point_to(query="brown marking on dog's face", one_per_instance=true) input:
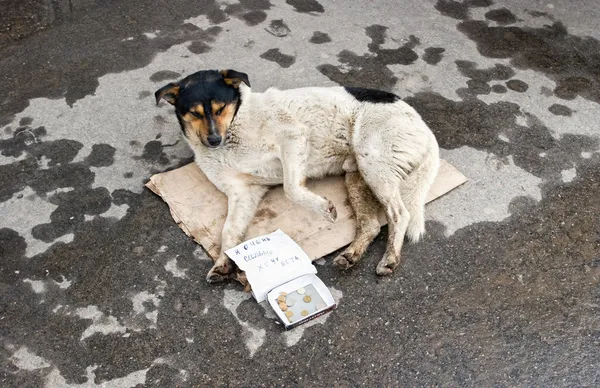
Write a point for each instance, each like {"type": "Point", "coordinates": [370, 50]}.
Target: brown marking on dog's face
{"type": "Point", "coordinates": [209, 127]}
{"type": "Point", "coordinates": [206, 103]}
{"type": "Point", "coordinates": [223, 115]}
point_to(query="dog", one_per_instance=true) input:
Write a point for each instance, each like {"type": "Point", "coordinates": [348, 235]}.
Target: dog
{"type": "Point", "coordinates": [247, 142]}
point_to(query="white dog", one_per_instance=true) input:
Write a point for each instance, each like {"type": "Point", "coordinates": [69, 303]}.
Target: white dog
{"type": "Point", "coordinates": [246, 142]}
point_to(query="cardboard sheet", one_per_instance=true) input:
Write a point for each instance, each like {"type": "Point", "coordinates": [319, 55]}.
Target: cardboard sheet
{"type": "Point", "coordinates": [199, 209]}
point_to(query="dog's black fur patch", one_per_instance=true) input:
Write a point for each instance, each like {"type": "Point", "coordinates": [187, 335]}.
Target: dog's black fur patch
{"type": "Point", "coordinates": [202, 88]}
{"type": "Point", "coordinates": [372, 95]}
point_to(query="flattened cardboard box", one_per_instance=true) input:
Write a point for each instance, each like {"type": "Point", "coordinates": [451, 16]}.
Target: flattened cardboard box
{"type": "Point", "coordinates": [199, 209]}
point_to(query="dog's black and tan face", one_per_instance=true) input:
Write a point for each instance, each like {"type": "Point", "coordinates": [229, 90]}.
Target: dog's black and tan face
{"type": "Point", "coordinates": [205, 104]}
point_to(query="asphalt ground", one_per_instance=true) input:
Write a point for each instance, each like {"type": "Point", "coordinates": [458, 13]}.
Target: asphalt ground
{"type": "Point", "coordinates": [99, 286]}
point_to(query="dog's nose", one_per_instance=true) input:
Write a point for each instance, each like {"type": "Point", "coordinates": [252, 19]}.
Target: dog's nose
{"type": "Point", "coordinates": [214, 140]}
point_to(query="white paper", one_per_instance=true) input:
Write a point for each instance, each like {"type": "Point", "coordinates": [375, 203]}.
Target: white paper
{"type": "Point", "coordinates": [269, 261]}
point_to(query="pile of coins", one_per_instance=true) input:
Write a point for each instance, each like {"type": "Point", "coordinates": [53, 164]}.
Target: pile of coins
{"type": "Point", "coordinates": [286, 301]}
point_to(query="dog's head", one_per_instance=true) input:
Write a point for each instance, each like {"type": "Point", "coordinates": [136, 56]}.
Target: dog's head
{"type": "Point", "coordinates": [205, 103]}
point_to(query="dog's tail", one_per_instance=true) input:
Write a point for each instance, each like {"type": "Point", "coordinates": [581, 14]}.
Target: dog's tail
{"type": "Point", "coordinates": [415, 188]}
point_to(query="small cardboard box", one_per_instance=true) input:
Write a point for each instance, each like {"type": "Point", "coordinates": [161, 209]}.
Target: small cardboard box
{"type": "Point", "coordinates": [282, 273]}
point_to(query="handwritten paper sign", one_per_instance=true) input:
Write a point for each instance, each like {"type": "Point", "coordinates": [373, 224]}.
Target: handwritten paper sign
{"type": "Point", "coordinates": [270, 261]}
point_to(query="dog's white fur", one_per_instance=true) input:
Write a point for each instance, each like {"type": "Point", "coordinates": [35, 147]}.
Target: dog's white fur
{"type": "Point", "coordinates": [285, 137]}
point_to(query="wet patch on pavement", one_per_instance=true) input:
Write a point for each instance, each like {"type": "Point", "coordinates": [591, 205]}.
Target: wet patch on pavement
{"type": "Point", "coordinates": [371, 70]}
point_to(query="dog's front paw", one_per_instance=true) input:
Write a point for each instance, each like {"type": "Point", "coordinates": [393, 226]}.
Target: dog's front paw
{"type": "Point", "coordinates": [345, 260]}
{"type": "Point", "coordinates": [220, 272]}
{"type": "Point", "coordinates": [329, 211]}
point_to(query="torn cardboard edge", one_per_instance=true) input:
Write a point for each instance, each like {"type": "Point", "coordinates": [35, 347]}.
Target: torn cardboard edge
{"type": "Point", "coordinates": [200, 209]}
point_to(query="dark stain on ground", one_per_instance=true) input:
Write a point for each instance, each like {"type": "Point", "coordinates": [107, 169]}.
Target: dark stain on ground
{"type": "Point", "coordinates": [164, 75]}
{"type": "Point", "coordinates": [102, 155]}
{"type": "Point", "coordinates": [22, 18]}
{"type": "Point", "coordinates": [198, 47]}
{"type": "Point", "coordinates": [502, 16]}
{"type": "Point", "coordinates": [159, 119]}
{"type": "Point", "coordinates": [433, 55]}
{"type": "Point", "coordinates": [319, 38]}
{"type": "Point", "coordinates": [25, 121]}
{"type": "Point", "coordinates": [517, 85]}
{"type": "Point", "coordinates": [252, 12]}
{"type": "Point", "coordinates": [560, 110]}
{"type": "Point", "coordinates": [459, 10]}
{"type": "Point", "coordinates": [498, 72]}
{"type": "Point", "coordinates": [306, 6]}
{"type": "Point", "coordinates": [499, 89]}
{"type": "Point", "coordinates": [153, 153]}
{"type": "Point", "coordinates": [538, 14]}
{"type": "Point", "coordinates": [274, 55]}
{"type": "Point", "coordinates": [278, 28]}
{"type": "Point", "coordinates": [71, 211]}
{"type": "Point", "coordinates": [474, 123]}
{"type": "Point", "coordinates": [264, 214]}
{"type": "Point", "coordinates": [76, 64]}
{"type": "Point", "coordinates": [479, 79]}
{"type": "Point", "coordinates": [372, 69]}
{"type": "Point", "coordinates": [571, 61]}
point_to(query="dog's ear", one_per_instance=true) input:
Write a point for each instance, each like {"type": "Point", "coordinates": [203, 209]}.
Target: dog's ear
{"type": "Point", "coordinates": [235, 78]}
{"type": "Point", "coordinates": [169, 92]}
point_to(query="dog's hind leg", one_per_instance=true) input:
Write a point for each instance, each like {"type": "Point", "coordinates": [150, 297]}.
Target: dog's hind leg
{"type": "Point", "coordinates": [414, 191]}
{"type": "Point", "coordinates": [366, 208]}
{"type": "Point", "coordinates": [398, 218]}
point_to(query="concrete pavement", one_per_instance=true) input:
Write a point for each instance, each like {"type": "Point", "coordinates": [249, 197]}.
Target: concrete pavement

......

GIVEN PROBLEM ▸ Nothing but the pictures may be dropped; output the records above exactly.

RESULT OF THIS TASK ▸
point_to(query="brown marking on dog's face", one_per_instance=true) input:
Write a point for each instance, each like {"type": "Point", "coordinates": [370, 50]}.
Target: brown marking on dog's face
{"type": "Point", "coordinates": [209, 127]}
{"type": "Point", "coordinates": [206, 103]}
{"type": "Point", "coordinates": [223, 115]}
point_to(query="dog", one_per_instance=true) input:
Write a point for each instance, each like {"type": "Point", "coordinates": [348, 235]}.
Target: dog
{"type": "Point", "coordinates": [247, 142]}
point_to(query="white dog", one_per_instance=true) input:
Write a point for each instance, each like {"type": "Point", "coordinates": [69, 303]}.
Target: white dog
{"type": "Point", "coordinates": [246, 142]}
point_to(query="cardboard sheet", one_per_instance=true) input:
Write a point for each instance, each like {"type": "Point", "coordinates": [319, 55]}.
Target: cardboard sheet
{"type": "Point", "coordinates": [199, 209]}
point_to(query="dog's black fur patch", one_per_instance=true) input:
Write a point for each instance, each like {"type": "Point", "coordinates": [187, 335]}.
Target: dog's black fur patch
{"type": "Point", "coordinates": [202, 88]}
{"type": "Point", "coordinates": [372, 95]}
point_to(query="flattened cardboard box", one_per_instance=true) input:
Write a point for each instance, each like {"type": "Point", "coordinates": [451, 16]}.
Target: flattened cardboard box
{"type": "Point", "coordinates": [199, 209]}
point_to(query="dog's black and tan face", one_per_instance=true) input:
Write a point for each instance, each like {"type": "Point", "coordinates": [229, 90]}.
Target: dog's black and tan face
{"type": "Point", "coordinates": [205, 104]}
point_to(query="asphalt ground", one_per_instance=true) input:
Write a point for each instance, each like {"type": "Point", "coordinates": [458, 13]}.
Target: asphalt ground
{"type": "Point", "coordinates": [99, 286]}
point_to(query="dog's nose", one_per_instance=true) input:
Write a point for each instance, each like {"type": "Point", "coordinates": [252, 19]}.
Target: dog's nose
{"type": "Point", "coordinates": [214, 140]}
point_to(query="white paper", one_per_instance=true) input:
Write a point for each instance, each like {"type": "Point", "coordinates": [375, 203]}.
Target: white paper
{"type": "Point", "coordinates": [269, 261]}
point_to(query="pile of coins", one_per_instance=true) input:
Write a point for each instance, each like {"type": "Point", "coordinates": [53, 164]}.
Target: pile of coins
{"type": "Point", "coordinates": [286, 301]}
point_to(query="dog's head", one_per_instance=true) input:
Write a point for each instance, each like {"type": "Point", "coordinates": [136, 56]}.
Target: dog's head
{"type": "Point", "coordinates": [205, 103]}
point_to(query="dog's tail", one_per_instance=true) input:
Write a point for each instance, each like {"type": "Point", "coordinates": [581, 14]}.
Target: dog's tail
{"type": "Point", "coordinates": [415, 188]}
point_to(query="small cardboard box", one_per_instance=true) input:
Write a point for each instance, each like {"type": "Point", "coordinates": [161, 209]}.
Target: small cardboard box
{"type": "Point", "coordinates": [282, 273]}
point_to(query="handwritten paper sign", one_per_instance=true) input:
Write a point for each instance, each like {"type": "Point", "coordinates": [373, 224]}.
Target: handwritten paper sign
{"type": "Point", "coordinates": [270, 261]}
point_to(query="dog's white fur", one_per_instance=true) input:
Write a point for each instance, each like {"type": "Point", "coordinates": [35, 147]}.
Target: dog's white fur
{"type": "Point", "coordinates": [285, 137]}
point_to(query="wet patch on pavement", one_per_instance=true) input:
Write a point for each instance, each like {"type": "Point", "coordinates": [591, 205]}.
Target: wet patch on pavement
{"type": "Point", "coordinates": [371, 70]}
point_to(query="dog's front paw", one_per_instance=true) input:
Write a point for each instance, each like {"type": "Point", "coordinates": [393, 226]}.
Target: dog's front paw
{"type": "Point", "coordinates": [345, 260]}
{"type": "Point", "coordinates": [220, 272]}
{"type": "Point", "coordinates": [329, 211]}
point_to(query="torn cardboard edge", one_per_instance=true) input:
Write a point for each instance, each like {"type": "Point", "coordinates": [35, 347]}.
Target: torn cardboard edge
{"type": "Point", "coordinates": [200, 209]}
point_to(query="dark stain on ground", one_per_instance=true) input:
Write a point for each instance, each like {"type": "Point", "coordinates": [107, 169]}.
Target: dark stain on ground
{"type": "Point", "coordinates": [164, 75]}
{"type": "Point", "coordinates": [102, 155]}
{"type": "Point", "coordinates": [22, 18]}
{"type": "Point", "coordinates": [198, 47]}
{"type": "Point", "coordinates": [502, 16]}
{"type": "Point", "coordinates": [159, 119]}
{"type": "Point", "coordinates": [433, 55]}
{"type": "Point", "coordinates": [319, 38]}
{"type": "Point", "coordinates": [25, 121]}
{"type": "Point", "coordinates": [517, 85]}
{"type": "Point", "coordinates": [252, 12]}
{"type": "Point", "coordinates": [560, 110]}
{"type": "Point", "coordinates": [459, 10]}
{"type": "Point", "coordinates": [498, 72]}
{"type": "Point", "coordinates": [306, 6]}
{"type": "Point", "coordinates": [499, 89]}
{"type": "Point", "coordinates": [153, 153]}
{"type": "Point", "coordinates": [538, 14]}
{"type": "Point", "coordinates": [274, 55]}
{"type": "Point", "coordinates": [278, 28]}
{"type": "Point", "coordinates": [71, 211]}
{"type": "Point", "coordinates": [474, 123]}
{"type": "Point", "coordinates": [264, 214]}
{"type": "Point", "coordinates": [76, 64]}
{"type": "Point", "coordinates": [479, 79]}
{"type": "Point", "coordinates": [372, 69]}
{"type": "Point", "coordinates": [571, 61]}
point_to(query="dog's ear", one_per_instance=true) input:
Write a point for each instance, each like {"type": "Point", "coordinates": [203, 209]}.
Target: dog's ear
{"type": "Point", "coordinates": [235, 78]}
{"type": "Point", "coordinates": [169, 92]}
point_to(query="dog's hind leg", one_per_instance=true) input:
Write a point for each instance, each like {"type": "Point", "coordinates": [150, 297]}.
Target: dog's hind leg
{"type": "Point", "coordinates": [414, 191]}
{"type": "Point", "coordinates": [366, 208]}
{"type": "Point", "coordinates": [398, 218]}
point_to(query="concrete pavement", one_per_instance=true) input:
Write a point for each instance, each like {"type": "Point", "coordinates": [249, 197]}.
Target: concrete pavement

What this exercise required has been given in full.